Investimento Directo Estrangeiro (IDE) como fonte de desenvolvimento não é algo novo. O Império Romano (27 a.C. – 476 d.C.), ao construir uma extensa rede de estradas ligando Roma aos rincões do império, como Lugduno (actual Lyon, França) ou Palmira (actual Síria), pode ser considerado como praticando uma espécie de IDE. Não importa se o objectivo era facilitar o fluxo de materiais com a movimentação do exército e de produtos para o comércio, o fluxo financeiro dos impostos de volta a Roma ou o fluxo de informação para tomada de decisão; o facto é que este IDE fez com que todos os cidadãos soubessem que “todos os caminhos levam a Roma”. Até os bárbaros sabiam…
O termo IDE consolidou-se nos anos 1960, depois da 2.ª Guerra Mundial, quando organizações como o Fundo Monetário Internacional (FMI) e a Organização para a Cooperação e Desenvolvimento Económico (OCDE) incluíram nas suas análises económicas e relatórios a diferenciação entre este tipo de investimento e outras formas de fluxo financeiro internacional, como empréstimos ou investimentos em portefólio, ao acompanhar a entrada de capital estrangeiro que envolvesse controlo e administração de empresas noutro país. Estudos recentes da UNCTAD e dados estatísticos da Comissão Europeia (Eurostat) apontam que o prazo esperado de retorno do IDE varia de 5 a 10 anos para sectores industriais, enquanto sectores mais arriscados e voláteis, como startups e tecnologia, apresentam expectativas mais breves, de 3 a 5 anos. Os romanos não possuíam o refinamento financeiro para calcular a Taxa Interna de Retorno (TIR), mas intuitivamente entendiam a importância de colocar as bases para o desenvolvimento de uma região.

• EXERCÍCIO A: Enumere todas as organizações e instituições mencionadas no texto sobre o Investimento Directo Estrangeiro, com as respectivas siglas quando o texto as indica.

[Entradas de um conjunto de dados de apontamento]
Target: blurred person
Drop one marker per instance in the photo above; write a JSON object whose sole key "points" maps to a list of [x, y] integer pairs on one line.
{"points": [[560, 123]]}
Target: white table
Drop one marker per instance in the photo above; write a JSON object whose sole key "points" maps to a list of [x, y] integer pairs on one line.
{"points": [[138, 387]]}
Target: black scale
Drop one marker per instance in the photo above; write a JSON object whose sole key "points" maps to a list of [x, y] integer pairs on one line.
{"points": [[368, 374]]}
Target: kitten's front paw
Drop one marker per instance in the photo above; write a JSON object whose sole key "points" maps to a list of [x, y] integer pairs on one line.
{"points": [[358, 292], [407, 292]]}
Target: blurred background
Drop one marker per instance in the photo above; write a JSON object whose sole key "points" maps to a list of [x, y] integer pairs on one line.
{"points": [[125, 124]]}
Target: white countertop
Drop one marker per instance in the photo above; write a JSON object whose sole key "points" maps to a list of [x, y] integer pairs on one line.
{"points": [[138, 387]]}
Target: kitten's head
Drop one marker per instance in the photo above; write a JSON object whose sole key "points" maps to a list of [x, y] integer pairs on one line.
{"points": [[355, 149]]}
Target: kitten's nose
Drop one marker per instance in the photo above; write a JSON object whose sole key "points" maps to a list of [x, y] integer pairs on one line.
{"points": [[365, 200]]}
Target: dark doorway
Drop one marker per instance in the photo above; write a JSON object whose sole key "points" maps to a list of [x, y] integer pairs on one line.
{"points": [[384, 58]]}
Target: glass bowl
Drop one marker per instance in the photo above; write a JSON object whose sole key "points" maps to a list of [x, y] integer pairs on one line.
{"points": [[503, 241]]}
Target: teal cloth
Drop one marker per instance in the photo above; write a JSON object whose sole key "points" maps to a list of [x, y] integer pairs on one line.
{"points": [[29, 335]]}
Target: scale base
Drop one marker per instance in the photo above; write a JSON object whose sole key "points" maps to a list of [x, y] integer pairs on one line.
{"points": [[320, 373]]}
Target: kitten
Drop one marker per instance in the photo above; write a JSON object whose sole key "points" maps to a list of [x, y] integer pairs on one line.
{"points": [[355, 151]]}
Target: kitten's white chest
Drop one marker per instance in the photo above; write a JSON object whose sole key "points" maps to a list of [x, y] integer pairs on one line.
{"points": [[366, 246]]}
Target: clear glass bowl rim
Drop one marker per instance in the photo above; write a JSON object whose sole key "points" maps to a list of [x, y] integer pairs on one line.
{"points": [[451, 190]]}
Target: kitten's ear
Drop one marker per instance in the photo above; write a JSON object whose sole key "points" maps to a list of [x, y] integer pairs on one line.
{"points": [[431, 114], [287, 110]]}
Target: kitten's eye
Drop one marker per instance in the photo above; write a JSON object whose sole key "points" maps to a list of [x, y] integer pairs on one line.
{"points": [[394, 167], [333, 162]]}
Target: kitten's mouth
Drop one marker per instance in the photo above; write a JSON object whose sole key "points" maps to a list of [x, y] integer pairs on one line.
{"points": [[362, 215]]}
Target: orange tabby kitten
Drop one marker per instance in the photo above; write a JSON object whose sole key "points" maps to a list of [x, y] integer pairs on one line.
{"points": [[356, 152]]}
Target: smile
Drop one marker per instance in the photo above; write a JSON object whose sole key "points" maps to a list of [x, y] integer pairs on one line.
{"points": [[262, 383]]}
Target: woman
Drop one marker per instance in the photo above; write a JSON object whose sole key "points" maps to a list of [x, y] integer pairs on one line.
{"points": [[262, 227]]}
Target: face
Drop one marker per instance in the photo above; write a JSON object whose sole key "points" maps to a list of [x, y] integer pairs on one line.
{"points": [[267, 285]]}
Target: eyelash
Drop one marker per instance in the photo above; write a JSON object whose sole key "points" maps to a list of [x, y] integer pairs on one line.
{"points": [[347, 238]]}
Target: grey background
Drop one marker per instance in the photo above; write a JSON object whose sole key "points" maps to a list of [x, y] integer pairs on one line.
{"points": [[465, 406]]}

• EXERCÍCIO B: Apresente como lista numerada, sem linhas em branco, o trecho da listagem que se inicia na linha que contém "Target: eyelash" e se estende até ao fim da listagem, incluindo ambas as extremidades.

• RESOLUÇÃO A:
- Fundo Monetário Internacional (FMI)
- Organização para a Cooperação e Desenvolvimento Económico (OCDE)
- UNCTAD
- Comissão Europeia (Eurostat)

• RESOLUÇÃO B:
1. Target: eyelash
2. Drop one marker per instance in the photo above; write a JSON object whose sole key "points" maps to a list of [x, y] integer pairs on one line.
3. {"points": [[347, 238]]}
4. Target: grey background
5. Drop one marker per instance in the photo above; write a JSON object whose sole key "points" maps to a list of [x, y] integer pairs on one line.
6. {"points": [[465, 406]]}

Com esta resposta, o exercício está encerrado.